The story goes on to say,
"So he called to him, 'Father Abraham, have pity on me and send Lazarus to dip the tip of his finger in water and cool my tongue, because I am in agony in this fire.'"
We have been taught that the damned were filled with cursing and blasphemy. Yet, here is one supposed to be in the prison-house of woe, praying, and that most earnestly and fervently. And it should be observed that his prayer is offered to Abraham instead of God, which makes the common exposition of the passage still more difficult. For supposing that what we have been taught is true, then, why would this man be praying to Abraham instead of God? Did he suppose that the patriarch had authority and power to mitigate his sufferings and alleviate his distress?
Now, notice what a strange request he made,
"'Father Abraham, have pity on me and send Lazarus to dip the tip of his finger in water and cool my tongue, because I am in agony in this fire.'"
Just suppose that the rich man was actually in a flame of fire in the spirit world, what possible good could he have expected from a drop of water? If both he and the beggar were in the spirit world, why should the one be represented as having eyes and a tongue, and the other fingers? And where were they going to find a drop of water? And what authority did Abraham have to send Lazarus to the rich man? Have we not been taught to believe that in the kingdom of immortal blessedness, all are free and equal? Or are we to suppose that the relations of master and servant exists there as the request of the rich man would seem to imply? And then again, why should the rich man have requested Lazarus to be sent to him? Did he suppose the beggar to be indebted to him for the crumbs which he had permitted him to be fed? No satisfactory answer ever has or ever can be given to these questions on the ground that this is a statement of literal facts.

■ **Exercise instructions**
Repeat word for word the part of the commentary on the rich man and Lazarus that starts with "We have been taught that" and goes on through "alleviate his distress?".

■ **Recorded information**
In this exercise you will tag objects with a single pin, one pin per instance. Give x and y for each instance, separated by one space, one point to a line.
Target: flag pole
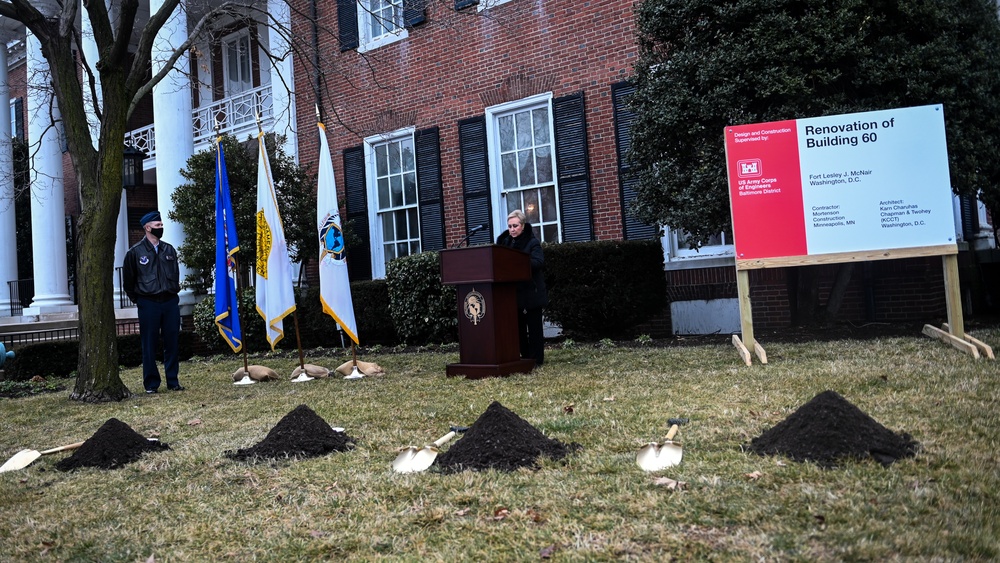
236 262
239 292
295 313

■ **Solution for this task**
We have been taught that the damned were filled with cursing and blasphemy. Yet, here is one supposed to be in the prison-house of woe, praying, and that most earnestly and fervently. And it should be observed that his prayer is offered to Abraham instead of God, which makes the common exposition of the passage still more difficult. For supposing that what we have been taught is true, then, why would this man be praying to Abraham instead of God? Did he suppose that the patriarch had authority and power to mitigate his sufferings and alleviate his distress?